Extracted text
^^^^
[Stgt-devel] Thoughts on vtl filemarks

ronnie sahlberg ronniesahlberg
Sat Jul 19 08:19:20 CEST 2008

I do think that filemarks should be ahndled differently from how how
the individual blocks are.
Since I dont we would want to actually read the file sequentially
gigabyte after gigabyte to find where the filemark is.
We would want to be able to just do a fseek() and get there
immediately  but then we must know where all the filemarks are.

One way this can be done is using a fixed size array of filemarks that
specify the offset into the file.
uint64_t filemarks[1024]
And having filemarks[x] == 0 meaning no more filemarks.

This array could then either be stored in the header of the file or as
an extended attribute attached to the file.
This way this metadata is associated and tied to the data by belonging
to the same file.

There are probably SOME types of metadata which would be preferable to
share code with MMC to store.
Things like "barcode" and "media serial number" etc.
For mmc these can not be stored as a header in the file  since this
would mean that the file is no longer a
"normal iso image" and these would for mmc need to be stored in either
an extended attribute or in a separate file.

If there is not too much metadata I think it would be attractive to
use extended attributes since this guarantees that
the data and metadata are never separated or out of sync.
Using mulitple files always has the risk that you rename one of the
files but forget to rename the other, or such .
They always end up getting out of sync.

On Sat, Jul 19, 2008 at 8:00 AM, Mark Harvey <markh794 at gmail.com> wrote:
> On Sat, Jul 19, 2008 at 3:52 AM, Albert Pauw <albert.pauw at gmail.com> wrote:
>> Just a few thoughts on the vtl stuff.
>> Filemarks. As filemarks are usually marked by a gap in the recording signal
>> on tape it imposes
>> a problem when using a file as a virtual tape. Since there needs to be some
>> metadata to be retained
>> when writing a virtual tape (on a file) I guess the best way is to use a
>> header containing various
>> information. Partly it will contain the same stuff as the usual chip build
>> in eg an LTO tape.
>> One could think of max size, barcode, tape type, compression on/off, etc.
>> Another addition to the header could be a table
>> of filemarks (sorted in increasing order). This table could be done in a
>> fixed style, ie so many
>> filemarks but no more, or a variable table. This last possibility is a bit
>> more flexible, but gives
>> the extra disadvantage of a possibly increasing table positioned before the
>> actual data in the file
>> (which needs to be moved when it increases). Since the size of indexpointer
>> in a file is of size off_t (long)
^^^^
Given instruction a
Rewrite the post on vtl filemarks, starting with "Since I dont" and going on through "the same file.", and replace "array" with "table".
The records are unrelated to the post.

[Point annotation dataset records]
^^^^
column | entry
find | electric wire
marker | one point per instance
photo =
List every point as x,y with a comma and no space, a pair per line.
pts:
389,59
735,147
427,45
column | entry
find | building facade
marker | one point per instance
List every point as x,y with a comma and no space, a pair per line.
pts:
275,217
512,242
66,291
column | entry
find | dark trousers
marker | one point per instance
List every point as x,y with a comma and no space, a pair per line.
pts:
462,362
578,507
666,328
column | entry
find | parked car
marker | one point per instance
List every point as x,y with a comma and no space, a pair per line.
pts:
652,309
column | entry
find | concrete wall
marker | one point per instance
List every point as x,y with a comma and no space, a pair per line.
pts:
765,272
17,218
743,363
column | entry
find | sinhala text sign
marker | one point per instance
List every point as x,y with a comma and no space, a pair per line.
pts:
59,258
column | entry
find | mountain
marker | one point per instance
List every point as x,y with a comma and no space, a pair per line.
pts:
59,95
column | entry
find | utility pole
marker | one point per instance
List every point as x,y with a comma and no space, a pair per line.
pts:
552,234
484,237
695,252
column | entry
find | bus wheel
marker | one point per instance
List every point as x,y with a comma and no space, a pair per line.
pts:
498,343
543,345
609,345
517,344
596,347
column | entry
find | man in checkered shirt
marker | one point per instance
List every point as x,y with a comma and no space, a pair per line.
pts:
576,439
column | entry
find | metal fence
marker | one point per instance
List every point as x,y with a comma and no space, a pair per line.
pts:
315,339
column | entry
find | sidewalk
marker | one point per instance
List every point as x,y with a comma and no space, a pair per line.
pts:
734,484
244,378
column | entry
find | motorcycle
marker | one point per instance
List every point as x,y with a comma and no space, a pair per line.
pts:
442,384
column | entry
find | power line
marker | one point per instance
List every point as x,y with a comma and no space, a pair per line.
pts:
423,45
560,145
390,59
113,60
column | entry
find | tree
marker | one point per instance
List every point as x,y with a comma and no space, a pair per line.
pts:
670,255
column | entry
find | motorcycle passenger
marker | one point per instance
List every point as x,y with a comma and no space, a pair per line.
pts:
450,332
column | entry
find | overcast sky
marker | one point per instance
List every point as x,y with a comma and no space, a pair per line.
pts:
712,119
^^^^
Given instruction b
Select every line of the records that contains the word "motorcycle".

Correct response a
Since I dont we would want to actually read the file sequentially
gigabyte after gigabyte to find where the filemark is.
We would want to be able to just do a fseek() and get there
immediately  but then we must know where all the filemarks are.

One way this can be done is using a fixed size table of filemarks that
specify the offset into the file.
uint64_t filemarks[1024]
And having filemarks[x] == 0 meaning no more filemarks.

This table could then either be stored in the header of the file or as
an extended attribute attached to the file.
This way this metadata is associated and tied to the data by belonging
to the same file.

Correct response b
find | motorcycle
find | motorcycle passenger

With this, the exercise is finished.